(Data items)
*****

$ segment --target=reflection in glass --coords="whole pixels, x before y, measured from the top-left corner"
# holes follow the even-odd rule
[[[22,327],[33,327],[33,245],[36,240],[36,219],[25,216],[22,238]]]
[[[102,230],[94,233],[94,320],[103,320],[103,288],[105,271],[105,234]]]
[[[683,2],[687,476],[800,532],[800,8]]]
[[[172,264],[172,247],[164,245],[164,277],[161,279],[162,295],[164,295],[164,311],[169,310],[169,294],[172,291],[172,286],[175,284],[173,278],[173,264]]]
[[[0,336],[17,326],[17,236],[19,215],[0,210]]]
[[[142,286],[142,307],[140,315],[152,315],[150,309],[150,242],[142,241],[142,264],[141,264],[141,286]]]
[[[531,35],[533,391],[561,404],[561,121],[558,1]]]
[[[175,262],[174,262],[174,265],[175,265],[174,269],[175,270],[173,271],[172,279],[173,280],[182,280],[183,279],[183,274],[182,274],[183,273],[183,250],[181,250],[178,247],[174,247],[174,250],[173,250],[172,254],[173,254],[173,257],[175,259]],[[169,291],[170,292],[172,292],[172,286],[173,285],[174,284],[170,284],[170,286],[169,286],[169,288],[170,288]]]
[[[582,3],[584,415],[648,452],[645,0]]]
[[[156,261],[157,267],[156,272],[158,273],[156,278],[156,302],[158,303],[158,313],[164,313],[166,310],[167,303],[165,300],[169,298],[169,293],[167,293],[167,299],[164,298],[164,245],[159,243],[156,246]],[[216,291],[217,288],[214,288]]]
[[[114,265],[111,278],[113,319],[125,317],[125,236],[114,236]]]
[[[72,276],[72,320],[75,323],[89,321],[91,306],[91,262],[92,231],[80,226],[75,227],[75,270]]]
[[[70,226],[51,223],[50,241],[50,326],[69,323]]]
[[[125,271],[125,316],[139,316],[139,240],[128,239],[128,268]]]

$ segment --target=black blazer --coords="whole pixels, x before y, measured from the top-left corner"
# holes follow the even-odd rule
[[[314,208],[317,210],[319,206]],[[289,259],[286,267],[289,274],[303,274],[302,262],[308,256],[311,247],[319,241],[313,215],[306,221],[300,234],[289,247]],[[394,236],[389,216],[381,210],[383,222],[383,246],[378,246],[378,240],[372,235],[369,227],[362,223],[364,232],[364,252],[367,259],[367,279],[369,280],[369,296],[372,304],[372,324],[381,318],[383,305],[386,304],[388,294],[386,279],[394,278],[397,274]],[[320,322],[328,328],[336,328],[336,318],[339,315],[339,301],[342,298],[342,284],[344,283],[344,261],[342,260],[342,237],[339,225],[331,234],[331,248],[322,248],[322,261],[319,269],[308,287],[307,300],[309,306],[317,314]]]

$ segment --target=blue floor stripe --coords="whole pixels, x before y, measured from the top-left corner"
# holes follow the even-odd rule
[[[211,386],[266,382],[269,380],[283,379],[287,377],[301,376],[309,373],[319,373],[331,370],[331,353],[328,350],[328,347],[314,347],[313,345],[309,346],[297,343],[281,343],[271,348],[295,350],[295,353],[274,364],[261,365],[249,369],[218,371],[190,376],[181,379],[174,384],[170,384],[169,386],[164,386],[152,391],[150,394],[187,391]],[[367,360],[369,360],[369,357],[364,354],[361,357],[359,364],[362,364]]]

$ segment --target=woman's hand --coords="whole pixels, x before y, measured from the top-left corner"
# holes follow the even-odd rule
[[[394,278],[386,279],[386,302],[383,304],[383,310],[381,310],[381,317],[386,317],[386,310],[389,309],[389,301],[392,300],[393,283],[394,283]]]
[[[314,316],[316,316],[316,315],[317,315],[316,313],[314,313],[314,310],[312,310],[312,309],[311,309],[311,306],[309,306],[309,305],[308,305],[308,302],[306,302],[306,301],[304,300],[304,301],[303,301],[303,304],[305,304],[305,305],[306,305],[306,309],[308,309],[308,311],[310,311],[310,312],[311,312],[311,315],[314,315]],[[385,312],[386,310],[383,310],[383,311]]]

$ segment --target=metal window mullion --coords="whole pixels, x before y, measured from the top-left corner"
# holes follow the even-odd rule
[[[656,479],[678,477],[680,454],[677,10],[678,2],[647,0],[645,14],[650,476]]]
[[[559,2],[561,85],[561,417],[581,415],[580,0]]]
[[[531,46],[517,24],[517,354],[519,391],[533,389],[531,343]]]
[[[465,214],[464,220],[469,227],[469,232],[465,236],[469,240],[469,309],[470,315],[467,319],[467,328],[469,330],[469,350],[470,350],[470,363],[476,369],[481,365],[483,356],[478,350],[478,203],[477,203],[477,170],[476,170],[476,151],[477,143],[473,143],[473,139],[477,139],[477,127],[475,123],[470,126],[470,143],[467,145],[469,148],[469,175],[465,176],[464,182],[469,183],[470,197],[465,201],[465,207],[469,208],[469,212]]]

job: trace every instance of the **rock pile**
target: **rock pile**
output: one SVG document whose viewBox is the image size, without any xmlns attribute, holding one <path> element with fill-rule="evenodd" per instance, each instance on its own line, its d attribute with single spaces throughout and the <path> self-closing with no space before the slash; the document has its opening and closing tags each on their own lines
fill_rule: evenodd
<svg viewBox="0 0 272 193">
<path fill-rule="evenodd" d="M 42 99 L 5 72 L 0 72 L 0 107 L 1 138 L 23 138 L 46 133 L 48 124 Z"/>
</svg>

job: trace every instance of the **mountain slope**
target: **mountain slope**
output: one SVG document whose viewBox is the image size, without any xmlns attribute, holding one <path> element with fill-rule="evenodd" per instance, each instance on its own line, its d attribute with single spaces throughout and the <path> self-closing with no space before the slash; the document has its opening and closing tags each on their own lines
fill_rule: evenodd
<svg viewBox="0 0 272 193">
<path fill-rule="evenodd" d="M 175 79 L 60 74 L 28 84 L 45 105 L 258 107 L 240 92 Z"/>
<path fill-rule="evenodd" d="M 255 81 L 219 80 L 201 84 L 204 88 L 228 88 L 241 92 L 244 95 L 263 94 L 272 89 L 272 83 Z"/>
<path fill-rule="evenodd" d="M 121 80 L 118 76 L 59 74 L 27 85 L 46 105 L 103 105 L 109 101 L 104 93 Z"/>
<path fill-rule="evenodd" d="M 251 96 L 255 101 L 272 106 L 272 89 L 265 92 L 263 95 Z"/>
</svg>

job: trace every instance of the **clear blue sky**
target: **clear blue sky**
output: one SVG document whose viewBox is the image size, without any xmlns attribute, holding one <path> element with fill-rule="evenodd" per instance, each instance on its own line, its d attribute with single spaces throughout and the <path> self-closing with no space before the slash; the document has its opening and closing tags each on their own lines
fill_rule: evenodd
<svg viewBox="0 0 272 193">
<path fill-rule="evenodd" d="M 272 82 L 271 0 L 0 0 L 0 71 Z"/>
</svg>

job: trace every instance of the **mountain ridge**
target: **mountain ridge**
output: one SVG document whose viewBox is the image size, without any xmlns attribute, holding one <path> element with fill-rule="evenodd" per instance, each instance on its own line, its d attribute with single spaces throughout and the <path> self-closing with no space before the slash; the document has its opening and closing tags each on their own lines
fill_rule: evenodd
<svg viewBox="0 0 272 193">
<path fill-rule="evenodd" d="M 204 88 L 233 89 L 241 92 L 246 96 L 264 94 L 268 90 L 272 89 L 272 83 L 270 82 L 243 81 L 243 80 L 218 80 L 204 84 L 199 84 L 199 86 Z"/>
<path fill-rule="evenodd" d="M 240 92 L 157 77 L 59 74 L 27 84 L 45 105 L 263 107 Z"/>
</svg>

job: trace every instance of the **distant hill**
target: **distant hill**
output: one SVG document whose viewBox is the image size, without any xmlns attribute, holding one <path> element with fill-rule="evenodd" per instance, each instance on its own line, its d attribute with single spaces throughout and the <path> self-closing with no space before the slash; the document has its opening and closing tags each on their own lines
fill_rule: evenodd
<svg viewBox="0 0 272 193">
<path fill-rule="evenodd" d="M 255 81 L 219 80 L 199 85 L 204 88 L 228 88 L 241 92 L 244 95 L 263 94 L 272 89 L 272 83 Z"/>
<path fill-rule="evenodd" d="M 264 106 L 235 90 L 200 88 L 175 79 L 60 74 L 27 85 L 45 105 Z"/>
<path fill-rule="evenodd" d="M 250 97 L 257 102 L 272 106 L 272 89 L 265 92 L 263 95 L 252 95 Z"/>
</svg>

*****

**Task details**. The lines above that hold the word "measured" are the ones to copy.

**Result below**.
$ segment --target=reflection in glass --coords="whole pixels, x before y, measured from the top-left corner"
$ segment --target=black blazer --coords="whole pixels, x before y, measured from the top-left corner"
$ segment --target=blue floor stripe --coords="whole pixels, x before y, measured from the top-left corner"
$ segment --target=woman's hand --coords="whole pixels, x before y, measured from the top-left corner"
$ segment --target=metal window mullion --coords="whole pixels, x before y, measured from the top-left corner"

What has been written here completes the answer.